● 提示された抜粋:
高校教員からは入試要項のフォーマット統一の要望も

推薦書のフォーマット統一について、高校教員にも話を聞いた。
神奈川県立百合丘高校の榎本一弘教諭は長年、進路指導に携わってきた経験をふまえ、①大学ごとにフォーマットが異なる、②大学によっては推薦理由の記入欄が細かく分かれ、長文による記述を求められる、という2つの困りごとを挙げる。
「フォーマットが違うと、観点を切り替えて書き分けなければいけないのでとても大変。若手の教員が困って相談してくることも多い」と話す。

大学の訪問を受けた時などは「われわれが責任を持って生徒を推薦していることを信用していただき、細々した記入欄は集約して減らしてほしい」と繰り返し伝えてきた。
今回、13大学がシンプルなフォーマットに統一したのは「大歓迎」と喜ぶ。「今後も年内入試受験者の増加は確実で、われわれが推薦書を書く機会も増える。神奈川だけでなく、全国の大学で統一フォーマットが広がってほしい」と期待を寄せる。

● 取り組む課題: 推薦書の書式統一をめぐる記事の「推薦書のフォーマット統一について、高校教員にも話を聞いた。」から「してくることも多い」と話す。」まで（両端を含む）を、「フォーマット」を「書式」に変えて書き出してください。

● 一覧の抜粋:

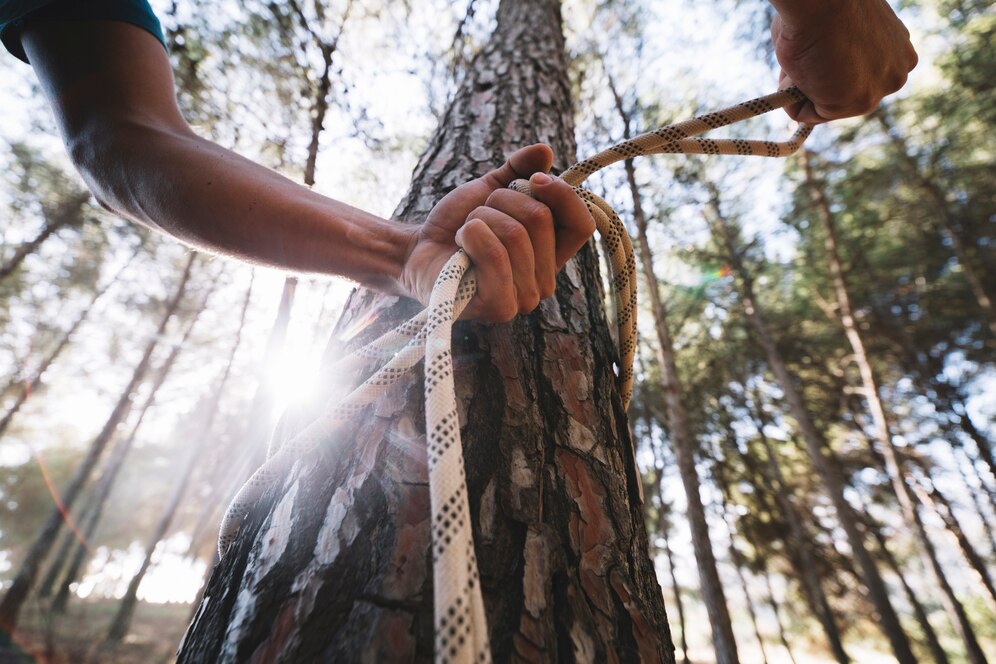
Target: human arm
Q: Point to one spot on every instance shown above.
(845, 55)
(111, 88)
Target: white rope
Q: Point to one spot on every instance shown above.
(461, 630)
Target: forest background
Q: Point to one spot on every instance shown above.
(864, 269)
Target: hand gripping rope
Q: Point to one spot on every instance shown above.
(461, 631)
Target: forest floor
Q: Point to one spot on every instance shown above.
(74, 637)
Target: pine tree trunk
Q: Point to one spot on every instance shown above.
(558, 527)
(812, 587)
(682, 441)
(11, 604)
(777, 610)
(35, 381)
(981, 288)
(871, 392)
(819, 453)
(108, 476)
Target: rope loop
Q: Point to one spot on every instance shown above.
(461, 630)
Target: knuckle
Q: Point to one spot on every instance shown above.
(540, 215)
(516, 237)
(528, 301)
(547, 286)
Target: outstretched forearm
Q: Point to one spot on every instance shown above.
(213, 199)
(111, 88)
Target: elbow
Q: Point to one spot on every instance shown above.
(94, 153)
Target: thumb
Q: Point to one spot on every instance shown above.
(520, 164)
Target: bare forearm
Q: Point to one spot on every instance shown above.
(213, 199)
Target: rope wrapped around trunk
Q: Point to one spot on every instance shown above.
(461, 630)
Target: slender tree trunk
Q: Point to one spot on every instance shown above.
(68, 213)
(739, 563)
(11, 604)
(934, 500)
(112, 467)
(558, 526)
(679, 602)
(819, 452)
(33, 383)
(800, 539)
(777, 609)
(871, 392)
(919, 612)
(949, 226)
(682, 441)
(122, 619)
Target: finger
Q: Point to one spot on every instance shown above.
(573, 223)
(538, 221)
(518, 245)
(495, 299)
(520, 164)
(803, 111)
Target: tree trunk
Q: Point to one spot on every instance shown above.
(949, 226)
(34, 382)
(108, 476)
(122, 619)
(819, 453)
(871, 392)
(934, 500)
(919, 612)
(811, 585)
(682, 441)
(777, 610)
(560, 539)
(11, 604)
(68, 213)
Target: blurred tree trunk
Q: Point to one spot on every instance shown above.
(805, 563)
(949, 227)
(102, 489)
(69, 212)
(919, 612)
(35, 381)
(777, 610)
(11, 604)
(871, 392)
(819, 453)
(932, 498)
(682, 441)
(739, 562)
(199, 444)
(558, 525)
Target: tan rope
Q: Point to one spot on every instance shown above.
(461, 631)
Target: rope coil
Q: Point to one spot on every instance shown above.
(460, 625)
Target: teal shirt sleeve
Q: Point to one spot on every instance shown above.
(15, 13)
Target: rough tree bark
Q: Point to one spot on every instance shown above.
(334, 564)
(819, 451)
(679, 433)
(11, 604)
(871, 392)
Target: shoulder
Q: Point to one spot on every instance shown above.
(15, 13)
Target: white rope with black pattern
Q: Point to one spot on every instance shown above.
(461, 631)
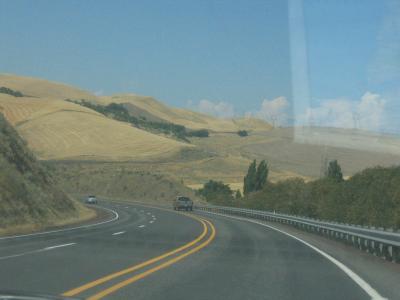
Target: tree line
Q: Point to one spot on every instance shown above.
(370, 197)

● 問題の解答:
推薦書の書式統一について、高校教員にも話を聞いた。
神奈川県立百合丘高校の榎本一弘教諭は長年、進路指導に携わってきた経験をふまえ、①大学ごとに書式が異なる、②大学によっては推薦理由の記入欄が細かく分かれ、長文による記述を求められる、という2つの困りごとを挙げる。
「書式が違うと、観点を切り替えて書き分けなければいけないのでとても大変。若手の教員が困って相談してくることも多い」と話す。